The first film in the “Monsterverse” cycle was Gareth Edwards’ 2014 reboot of Godzilla, which I remember as a reasonably entertaining movie but one that could have been a good deal better (it was aiming for some of the social-comment aspects of the original Gojira but part of me would have rather watched a modern-day CGI version of a Godzilla movie – and Godzilla himself appeared in only about 10 minutes of that two-hour film!) – and of which Godzilla, King of the Monsters turned out to be a direct sequel. It begins in a burned-out San Francisco following Godzilla’s attack on the city at the end of the Edwards film, and it continues from there with the human conflict between divorced couple Mark (Kyle Chandler) and Emma (Vera Farmiga) Russell. Both of them have “Dr.” in front of their names, indicating that they’re scientists, but they end up not only physically separated but on opposite sides of a great debate over whether MONARCH should continue to keep the monsters contained or use Emma’s super-invention, a sound generator called “Orca” that will summon the monsters, to turn them loose. Emma is nominally the captive of Alan Jonah (Charles Dance) – note the symbolism of his last name – a renegade deep ecologist who’s become convinced that in order for the world to survive, the human race must either become extinct or at least be severely reduced in population size and influence so the rest of the natural world can recover from the years of wars, faminss, pestilences and deaths we have inflicted on it. Jonah has seized on the “Titans” as his way of bringing about the near-extinction of the human race and the recovery of the world under their dominance, and at first Emma – like Dr. Zarkov in the Flash Gordon serials and his counterparts in the competing entries from Republic – seems to be going along reluctantly because Jonah is holding Emma’s and Mark’s daughter Madison (a quite remarkable young-teen actress named Millie Bobby Brown who actually turns in the best performance among the human characters!) hostage. But eventually Emma becomes a true believer in Jonah’s cause.

Aim of the task -
According to the film review, what is the name of the sound generator that Emma invented? The records are separate material with no connection to the film review.

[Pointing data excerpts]
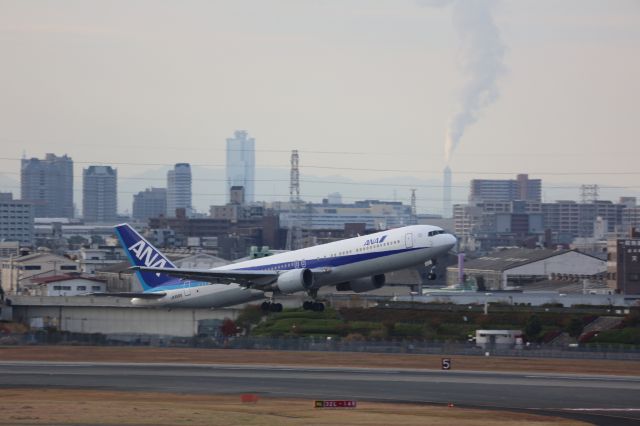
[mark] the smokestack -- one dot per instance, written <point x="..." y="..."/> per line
<point x="446" y="193"/>
<point x="460" y="268"/>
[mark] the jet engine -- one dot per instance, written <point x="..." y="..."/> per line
<point x="294" y="280"/>
<point x="361" y="285"/>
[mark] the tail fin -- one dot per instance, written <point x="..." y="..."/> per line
<point x="142" y="253"/>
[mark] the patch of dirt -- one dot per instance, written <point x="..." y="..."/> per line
<point x="89" y="407"/>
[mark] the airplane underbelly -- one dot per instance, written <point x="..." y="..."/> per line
<point x="378" y="266"/>
<point x="221" y="296"/>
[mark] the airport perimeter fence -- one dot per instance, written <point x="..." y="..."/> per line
<point x="591" y="351"/>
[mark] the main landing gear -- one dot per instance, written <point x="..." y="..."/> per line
<point x="310" y="305"/>
<point x="268" y="306"/>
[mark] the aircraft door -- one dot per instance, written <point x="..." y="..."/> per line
<point x="408" y="240"/>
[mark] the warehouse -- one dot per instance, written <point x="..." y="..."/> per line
<point x="518" y="268"/>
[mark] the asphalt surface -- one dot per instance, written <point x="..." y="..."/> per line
<point x="607" y="400"/>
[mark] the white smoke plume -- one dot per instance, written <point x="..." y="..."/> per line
<point x="482" y="54"/>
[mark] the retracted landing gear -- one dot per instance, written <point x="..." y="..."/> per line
<point x="313" y="305"/>
<point x="432" y="271"/>
<point x="269" y="306"/>
<point x="310" y="305"/>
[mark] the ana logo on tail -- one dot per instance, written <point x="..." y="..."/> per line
<point x="145" y="254"/>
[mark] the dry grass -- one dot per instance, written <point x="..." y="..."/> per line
<point x="66" y="407"/>
<point x="346" y="359"/>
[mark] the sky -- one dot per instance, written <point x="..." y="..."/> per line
<point x="366" y="90"/>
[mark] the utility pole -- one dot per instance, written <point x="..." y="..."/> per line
<point x="414" y="211"/>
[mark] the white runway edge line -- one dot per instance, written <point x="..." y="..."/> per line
<point x="603" y="409"/>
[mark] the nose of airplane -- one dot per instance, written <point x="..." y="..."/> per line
<point x="449" y="240"/>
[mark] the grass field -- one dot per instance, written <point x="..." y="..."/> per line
<point x="69" y="407"/>
<point x="93" y="407"/>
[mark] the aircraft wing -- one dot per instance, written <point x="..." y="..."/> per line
<point x="150" y="295"/>
<point x="248" y="278"/>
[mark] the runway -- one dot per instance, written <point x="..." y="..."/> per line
<point x="599" y="399"/>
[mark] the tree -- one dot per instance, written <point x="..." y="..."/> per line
<point x="228" y="328"/>
<point x="575" y="327"/>
<point x="533" y="327"/>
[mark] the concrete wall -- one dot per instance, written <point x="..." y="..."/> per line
<point x="121" y="320"/>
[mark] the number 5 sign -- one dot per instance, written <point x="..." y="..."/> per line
<point x="446" y="363"/>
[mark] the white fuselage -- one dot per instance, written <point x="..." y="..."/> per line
<point x="339" y="261"/>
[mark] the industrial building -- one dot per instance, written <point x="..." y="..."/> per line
<point x="16" y="220"/>
<point x="18" y="273"/>
<point x="623" y="270"/>
<point x="152" y="202"/>
<point x="48" y="184"/>
<point x="100" y="194"/>
<point x="67" y="285"/>
<point x="241" y="163"/>
<point x="179" y="189"/>
<point x="520" y="268"/>
<point x="522" y="188"/>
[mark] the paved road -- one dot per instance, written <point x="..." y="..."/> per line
<point x="599" y="399"/>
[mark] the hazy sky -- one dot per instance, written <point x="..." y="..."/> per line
<point x="373" y="84"/>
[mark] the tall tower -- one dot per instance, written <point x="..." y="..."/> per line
<point x="99" y="194"/>
<point x="179" y="189"/>
<point x="48" y="184"/>
<point x="414" y="207"/>
<point x="446" y="193"/>
<point x="241" y="163"/>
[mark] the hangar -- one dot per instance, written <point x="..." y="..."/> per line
<point x="518" y="268"/>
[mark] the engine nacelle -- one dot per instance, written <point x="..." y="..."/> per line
<point x="361" y="285"/>
<point x="295" y="280"/>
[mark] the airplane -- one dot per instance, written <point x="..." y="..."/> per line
<point x="356" y="264"/>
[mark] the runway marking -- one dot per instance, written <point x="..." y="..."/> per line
<point x="602" y="378"/>
<point x="633" y="410"/>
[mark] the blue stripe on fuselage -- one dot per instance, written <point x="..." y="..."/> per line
<point x="177" y="284"/>
<point x="328" y="261"/>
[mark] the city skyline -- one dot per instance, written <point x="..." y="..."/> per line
<point x="364" y="91"/>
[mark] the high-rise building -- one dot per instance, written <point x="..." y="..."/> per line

Complete answer -
Orca